(Contour annotation material)
┌──

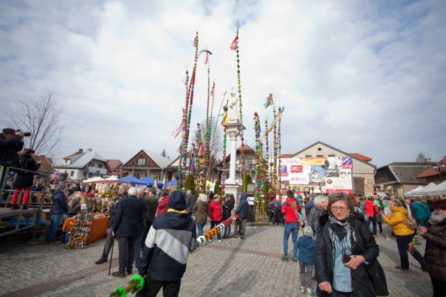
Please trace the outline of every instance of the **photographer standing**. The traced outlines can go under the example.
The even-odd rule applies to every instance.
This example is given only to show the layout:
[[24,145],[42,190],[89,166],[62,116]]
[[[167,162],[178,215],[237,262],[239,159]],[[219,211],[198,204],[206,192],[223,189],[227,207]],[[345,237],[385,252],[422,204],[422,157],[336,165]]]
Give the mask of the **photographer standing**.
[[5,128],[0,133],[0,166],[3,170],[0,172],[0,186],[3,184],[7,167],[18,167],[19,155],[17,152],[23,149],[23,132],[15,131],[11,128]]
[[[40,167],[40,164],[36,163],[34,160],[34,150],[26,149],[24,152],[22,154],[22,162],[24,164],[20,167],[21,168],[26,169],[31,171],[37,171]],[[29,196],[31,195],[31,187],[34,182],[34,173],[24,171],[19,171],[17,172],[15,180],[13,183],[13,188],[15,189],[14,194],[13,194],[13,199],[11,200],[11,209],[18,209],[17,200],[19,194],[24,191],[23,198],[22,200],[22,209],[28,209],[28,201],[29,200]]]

└──
┌──

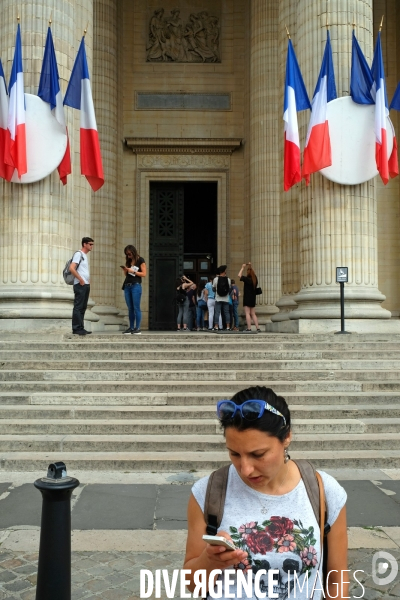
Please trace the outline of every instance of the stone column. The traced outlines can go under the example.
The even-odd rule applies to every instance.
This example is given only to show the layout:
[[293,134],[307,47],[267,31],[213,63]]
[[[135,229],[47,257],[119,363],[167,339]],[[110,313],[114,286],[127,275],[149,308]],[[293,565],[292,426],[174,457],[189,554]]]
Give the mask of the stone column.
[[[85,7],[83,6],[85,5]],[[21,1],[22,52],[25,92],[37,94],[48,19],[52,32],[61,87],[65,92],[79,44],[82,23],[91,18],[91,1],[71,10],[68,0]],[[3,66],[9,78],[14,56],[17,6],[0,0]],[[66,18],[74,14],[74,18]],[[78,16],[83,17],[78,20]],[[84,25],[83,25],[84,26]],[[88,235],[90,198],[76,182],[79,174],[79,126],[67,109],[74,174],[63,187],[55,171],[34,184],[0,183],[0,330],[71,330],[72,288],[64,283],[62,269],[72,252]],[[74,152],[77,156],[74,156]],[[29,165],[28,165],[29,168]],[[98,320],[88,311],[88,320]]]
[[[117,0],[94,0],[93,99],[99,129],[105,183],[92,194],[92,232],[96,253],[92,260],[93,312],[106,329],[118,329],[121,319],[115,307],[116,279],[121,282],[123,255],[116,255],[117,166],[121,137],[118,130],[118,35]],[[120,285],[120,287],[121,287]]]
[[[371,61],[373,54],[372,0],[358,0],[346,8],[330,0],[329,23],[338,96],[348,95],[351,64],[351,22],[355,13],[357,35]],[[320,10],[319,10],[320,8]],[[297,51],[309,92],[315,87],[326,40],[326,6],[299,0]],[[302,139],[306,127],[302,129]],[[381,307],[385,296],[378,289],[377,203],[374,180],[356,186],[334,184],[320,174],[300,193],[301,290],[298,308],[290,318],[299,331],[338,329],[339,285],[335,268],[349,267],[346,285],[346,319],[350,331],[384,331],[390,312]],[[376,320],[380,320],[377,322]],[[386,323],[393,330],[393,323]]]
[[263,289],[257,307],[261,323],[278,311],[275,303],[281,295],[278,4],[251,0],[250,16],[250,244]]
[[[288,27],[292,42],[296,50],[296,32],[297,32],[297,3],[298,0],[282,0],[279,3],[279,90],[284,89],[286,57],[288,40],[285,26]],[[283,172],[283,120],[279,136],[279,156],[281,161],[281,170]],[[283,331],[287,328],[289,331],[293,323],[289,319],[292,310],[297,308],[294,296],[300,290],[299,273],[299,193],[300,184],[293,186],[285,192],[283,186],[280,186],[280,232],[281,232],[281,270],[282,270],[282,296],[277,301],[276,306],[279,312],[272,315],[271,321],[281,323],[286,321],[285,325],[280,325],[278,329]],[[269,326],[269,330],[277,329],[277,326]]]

└──
┌──

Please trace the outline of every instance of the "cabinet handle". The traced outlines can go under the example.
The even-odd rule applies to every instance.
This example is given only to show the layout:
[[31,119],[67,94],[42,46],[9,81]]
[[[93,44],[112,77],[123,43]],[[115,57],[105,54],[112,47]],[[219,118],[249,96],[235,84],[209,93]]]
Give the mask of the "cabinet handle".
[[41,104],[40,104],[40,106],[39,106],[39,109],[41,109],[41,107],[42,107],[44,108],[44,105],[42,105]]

└──

- _Task brief_
Copy out the stretch from the line containing "Please trace the outline of every instance of the **photographer" through the line containing "[[24,145],[42,190],[89,166],[62,116]]", swapping "even-odd rule" for "nonzero winding rule" and keeping everything else the same.

- _Expected answer_
Please trace the outline of every instance of the **photographer standing**. The traced outlines can go under the example.
The nonzero winding rule applies to every instance.
This example is given only to show the layout:
[[24,145],[42,190],[89,166],[62,116]]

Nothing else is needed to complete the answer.